AIM A -
From the essay on cancel culture, list every word or phrase that appears in quotation marks.
AIM B -
In the essay on cancel culture, repeat the passage that starts at "Mission Impossible was" and runs up to and including "still doesn’t now.".

Mission Impossible was a 60s phenomenon. A well-crafted and suspenseful series about covert government operatives, each episode left me more and more fascinated by the curious and continued threat of their being "disavowed". How could you be "authorised" to do something one minute and a fugitive the next for doing the very thing you were instructed to do? It didn’t make sense then, and to an even greater extent, it still doesn’t now.

However, after I read a news item about The Planned Parenthood Federation parting ways with one of their founders, I found my usual unequivocal self to be strangely ambivalent. It appears that given the ongoing and well-justified focus on black lives, the association suddenly realised that Margaret Sanger’s unconscionable support of eugenics placed her firmly in Nazi territory and couldn’t disavow her quickly enough.


It was very wise move in this case, but here’s the flip side; the advent and subsequent meteoric rise of what is popularly known as ‘cancel culture’. This current tendency to write people off just because we don’t agree with them - without weighing their thoughts and actions against any standards but our own - is all kinds of wrong. How on earth did we get here?

Don’t get me wrong! I’m a great fan of lively debates, and have even been known to provoke one or two myself!! But the joy for me is in the actual discussion. Hearing others‘ thoughts; trying to see where they’re coming from; offering one’s two cents; meeting each other half-way... This is how dialogue begins and results in the rule of law.

Long before God gave us the ten commandments, people were living together in settlements; not because they were related, but because it was the safest and most sensible thing to do. They were able to put aside the things that could have permanently prevented any notion of unity, and instead concentrate on what they had in common. In the same way, our disparateness should encourage dialogue, not diatribes.

We all know that one person who waits until everyone else has had their say and then puts the final seal on the convo. It’s maddening, but we love them, and so ignore it. Attention-seeking-cum-one-upmanship doesn’t blot out all their other good qualities - plus the rest of us are nowhere near any type of sainthood.

However, think of the consequences when this behaviour goes overboard. When it feels like some crazy experiment in an underground lab has resulted in a super-race of egocentrics with a pathological desire to be recognised as right at any cost. The danger to us right now is that the rise of such movements lend credence to dictatorships - religious and secular, historical and modern.

RECORDS -
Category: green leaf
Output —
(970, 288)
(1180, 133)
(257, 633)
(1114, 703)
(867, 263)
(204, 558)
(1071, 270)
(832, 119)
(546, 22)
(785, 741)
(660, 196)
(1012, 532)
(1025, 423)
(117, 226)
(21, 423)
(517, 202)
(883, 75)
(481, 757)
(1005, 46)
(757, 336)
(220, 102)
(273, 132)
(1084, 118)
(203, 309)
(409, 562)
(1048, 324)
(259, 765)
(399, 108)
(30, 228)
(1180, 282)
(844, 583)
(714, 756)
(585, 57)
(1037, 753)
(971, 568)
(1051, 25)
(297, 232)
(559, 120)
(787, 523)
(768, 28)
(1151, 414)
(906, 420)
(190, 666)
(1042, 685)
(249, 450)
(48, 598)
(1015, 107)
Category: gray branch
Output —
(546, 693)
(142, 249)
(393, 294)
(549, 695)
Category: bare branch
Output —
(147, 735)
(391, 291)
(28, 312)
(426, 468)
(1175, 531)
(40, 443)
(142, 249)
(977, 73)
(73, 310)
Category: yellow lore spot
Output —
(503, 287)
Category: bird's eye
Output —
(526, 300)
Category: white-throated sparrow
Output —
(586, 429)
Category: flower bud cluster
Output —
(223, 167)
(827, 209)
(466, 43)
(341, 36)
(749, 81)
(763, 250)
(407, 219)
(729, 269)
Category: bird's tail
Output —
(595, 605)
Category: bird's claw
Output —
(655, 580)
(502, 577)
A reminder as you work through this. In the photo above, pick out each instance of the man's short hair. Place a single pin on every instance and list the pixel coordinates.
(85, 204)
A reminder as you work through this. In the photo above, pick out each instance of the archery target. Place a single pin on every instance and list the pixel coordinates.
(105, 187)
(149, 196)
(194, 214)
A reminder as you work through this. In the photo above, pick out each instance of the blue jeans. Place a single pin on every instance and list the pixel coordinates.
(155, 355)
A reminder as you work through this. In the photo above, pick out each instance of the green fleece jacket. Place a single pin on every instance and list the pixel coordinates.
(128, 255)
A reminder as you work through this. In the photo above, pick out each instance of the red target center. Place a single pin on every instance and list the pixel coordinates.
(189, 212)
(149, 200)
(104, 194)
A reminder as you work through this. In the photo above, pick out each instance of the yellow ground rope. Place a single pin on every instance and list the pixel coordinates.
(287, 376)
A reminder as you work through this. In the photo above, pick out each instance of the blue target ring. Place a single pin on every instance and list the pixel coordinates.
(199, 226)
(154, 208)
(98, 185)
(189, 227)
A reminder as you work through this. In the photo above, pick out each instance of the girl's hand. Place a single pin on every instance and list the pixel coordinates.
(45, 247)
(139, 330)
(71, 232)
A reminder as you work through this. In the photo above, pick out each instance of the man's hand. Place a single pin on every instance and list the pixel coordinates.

EXERCISE SOLUTION A -
- disavowed
- authorised
- cancel culture

EXERCISE SOLUTION B -
Mission Impossible was a 60s phenomenon. A well-crafted and suspenseful series about covert government operatives, each episode left me more and more fascinated by the curious and continued threat of their being "disavowed". How could you be "authorised" to do something one minute and a fugitive the next for doing the very thing you were instructed to do? It didn’t make sense then, and to an even greater extent, it still doesn’t now.